■ FRAGMENTO CITADO ■
··········

En el ballet Gisela, como la doncella de la leyenda de Rosalía de Castro (ver Por estos pagos), muere al verse seducida y burlada por un noble y se convierte en willi. Luego, su seductor y otro enamorado caen víctimas de las willis y se ven arrastrados a su danza fantasmal hasta que los salvan las primeras luces del alba.
Este destino de bailar por toda la eternidad también se les impone como castigo, en algunas leyendas, a ciertos danzarines irreverentes que no respetan la misa, el día de fiesta, el paso del viático y otras cosas semejantes.
Pero vuelvo a Rey Soto y su almohada.
En lo esencial, el colorido de la escena del poema coincide con el del cuento de Horacio Quiroga: blancura, sombra, luz de las lámparas de cabecera...
Sin embargo, donde todo es silencio y susurro en "El almohadón de plumas", "La almohada", cargando las tintas en el decorado parnasiano, sobresalta al lector con un platillazo wagneriano de brillos metálicos: bronce, plata, oro...
Hans Makart, Muerte de Cleopatra.
"...ostentaban triunfales las bujías florecidas de llamas". ¡Esas aes y esas íes violentamente iluminadas por los acentos! "La luz se desflecaba en hebras de oro"... Es lo contrario de la solubilidad a que aspiraba Verlaine: relucientes hilos dorados en la penumbra, transformando la cámara mortuoria en un brocado... A Rey Soto le fascinaban los antiguos brocados, como muestra en su  crónica de viaje a Guadalupe.

··········

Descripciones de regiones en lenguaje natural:
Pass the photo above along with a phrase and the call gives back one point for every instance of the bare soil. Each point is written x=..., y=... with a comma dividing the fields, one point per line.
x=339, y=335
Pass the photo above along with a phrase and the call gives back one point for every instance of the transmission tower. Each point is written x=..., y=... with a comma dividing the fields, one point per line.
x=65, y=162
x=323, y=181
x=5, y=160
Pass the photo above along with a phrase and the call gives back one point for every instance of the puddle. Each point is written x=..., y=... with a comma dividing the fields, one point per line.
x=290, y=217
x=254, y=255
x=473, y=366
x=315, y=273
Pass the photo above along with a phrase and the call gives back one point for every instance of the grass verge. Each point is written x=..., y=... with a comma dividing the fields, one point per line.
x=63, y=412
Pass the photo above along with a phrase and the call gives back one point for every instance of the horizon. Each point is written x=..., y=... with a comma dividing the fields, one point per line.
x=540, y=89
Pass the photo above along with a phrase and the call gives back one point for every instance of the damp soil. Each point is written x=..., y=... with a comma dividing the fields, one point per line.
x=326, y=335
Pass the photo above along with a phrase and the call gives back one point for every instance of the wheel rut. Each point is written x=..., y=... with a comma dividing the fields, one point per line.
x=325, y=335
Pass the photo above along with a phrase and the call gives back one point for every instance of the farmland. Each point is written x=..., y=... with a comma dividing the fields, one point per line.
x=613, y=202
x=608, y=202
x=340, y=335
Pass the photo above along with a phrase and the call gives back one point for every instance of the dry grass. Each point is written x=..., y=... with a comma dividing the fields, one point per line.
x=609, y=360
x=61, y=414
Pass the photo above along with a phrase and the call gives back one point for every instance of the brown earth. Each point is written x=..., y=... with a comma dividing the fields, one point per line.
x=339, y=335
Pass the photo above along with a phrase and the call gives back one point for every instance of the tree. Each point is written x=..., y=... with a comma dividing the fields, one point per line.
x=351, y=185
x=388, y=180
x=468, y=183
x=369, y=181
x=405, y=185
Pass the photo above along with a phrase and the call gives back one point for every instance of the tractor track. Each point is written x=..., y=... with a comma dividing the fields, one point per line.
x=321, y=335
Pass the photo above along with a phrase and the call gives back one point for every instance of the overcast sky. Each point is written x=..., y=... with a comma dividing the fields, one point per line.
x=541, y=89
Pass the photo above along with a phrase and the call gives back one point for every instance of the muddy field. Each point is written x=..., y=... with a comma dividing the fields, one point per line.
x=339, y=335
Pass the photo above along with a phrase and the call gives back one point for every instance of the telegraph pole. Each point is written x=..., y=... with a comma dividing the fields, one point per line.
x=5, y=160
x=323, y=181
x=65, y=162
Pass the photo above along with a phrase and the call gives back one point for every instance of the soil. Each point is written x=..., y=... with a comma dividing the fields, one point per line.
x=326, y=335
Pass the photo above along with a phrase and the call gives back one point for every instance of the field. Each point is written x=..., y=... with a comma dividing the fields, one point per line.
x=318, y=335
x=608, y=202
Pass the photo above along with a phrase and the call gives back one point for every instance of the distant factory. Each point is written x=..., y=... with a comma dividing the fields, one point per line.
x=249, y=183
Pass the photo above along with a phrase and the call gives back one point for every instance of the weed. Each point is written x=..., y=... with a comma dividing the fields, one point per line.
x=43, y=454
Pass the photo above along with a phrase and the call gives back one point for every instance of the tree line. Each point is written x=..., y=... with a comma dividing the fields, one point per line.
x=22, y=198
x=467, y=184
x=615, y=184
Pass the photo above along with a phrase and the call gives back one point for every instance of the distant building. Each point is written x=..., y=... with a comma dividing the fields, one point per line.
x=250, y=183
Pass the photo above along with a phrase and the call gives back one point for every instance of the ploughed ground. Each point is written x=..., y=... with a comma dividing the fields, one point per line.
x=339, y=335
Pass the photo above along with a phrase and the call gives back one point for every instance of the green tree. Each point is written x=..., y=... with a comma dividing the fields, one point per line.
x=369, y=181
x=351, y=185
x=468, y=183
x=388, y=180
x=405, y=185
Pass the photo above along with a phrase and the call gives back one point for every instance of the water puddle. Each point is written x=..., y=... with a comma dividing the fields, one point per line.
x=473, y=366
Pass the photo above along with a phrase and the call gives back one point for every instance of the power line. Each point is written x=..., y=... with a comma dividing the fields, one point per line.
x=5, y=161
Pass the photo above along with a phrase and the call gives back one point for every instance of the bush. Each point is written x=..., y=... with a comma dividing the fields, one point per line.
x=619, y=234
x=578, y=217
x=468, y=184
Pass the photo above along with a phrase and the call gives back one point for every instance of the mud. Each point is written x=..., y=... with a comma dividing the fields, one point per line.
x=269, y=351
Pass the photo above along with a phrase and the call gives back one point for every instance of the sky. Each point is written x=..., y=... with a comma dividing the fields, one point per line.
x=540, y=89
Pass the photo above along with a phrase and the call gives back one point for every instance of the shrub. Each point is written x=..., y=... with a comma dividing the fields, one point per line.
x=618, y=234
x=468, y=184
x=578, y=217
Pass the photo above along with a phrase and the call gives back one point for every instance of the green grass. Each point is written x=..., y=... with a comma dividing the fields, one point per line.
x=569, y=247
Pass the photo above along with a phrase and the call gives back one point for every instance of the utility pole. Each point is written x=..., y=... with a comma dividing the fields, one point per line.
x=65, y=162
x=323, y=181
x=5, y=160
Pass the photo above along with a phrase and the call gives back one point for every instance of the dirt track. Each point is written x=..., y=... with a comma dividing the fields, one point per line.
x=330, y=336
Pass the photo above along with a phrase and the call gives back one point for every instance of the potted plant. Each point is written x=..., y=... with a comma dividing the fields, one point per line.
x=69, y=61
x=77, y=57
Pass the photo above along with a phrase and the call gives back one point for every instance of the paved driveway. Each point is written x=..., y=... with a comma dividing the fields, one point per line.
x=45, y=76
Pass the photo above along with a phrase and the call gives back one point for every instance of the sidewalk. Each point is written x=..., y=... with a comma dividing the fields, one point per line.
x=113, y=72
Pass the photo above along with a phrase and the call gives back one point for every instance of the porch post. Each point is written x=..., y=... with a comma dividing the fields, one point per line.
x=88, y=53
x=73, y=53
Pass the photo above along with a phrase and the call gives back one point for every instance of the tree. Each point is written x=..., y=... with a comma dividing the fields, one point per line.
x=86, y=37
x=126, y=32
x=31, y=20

··········

■ ACTIVIDAD 1 ■
Reescribe el tramo del fragmento citado que va desde "Sin embargo, donde" hasta "bronce, plata, oro..." y pon "espectador" en lugar de "lector".
■ ACTIVIDAD 2 ■
Enumera todos los metales que se nombran en el fragmento citado.

■ SOLUCIÓN 1 ■
Sin embargo, donde todo es silencio y susurro en "El almohadón de plumas", "La almohada", cargando las tintas en el decorado parnasiano, sobresalta al espectador con un platillazo wagneriano de brillos metálicos: bronce, plata, oro...

■ SOLUCIÓN 2 ■
Bronce, plata, oro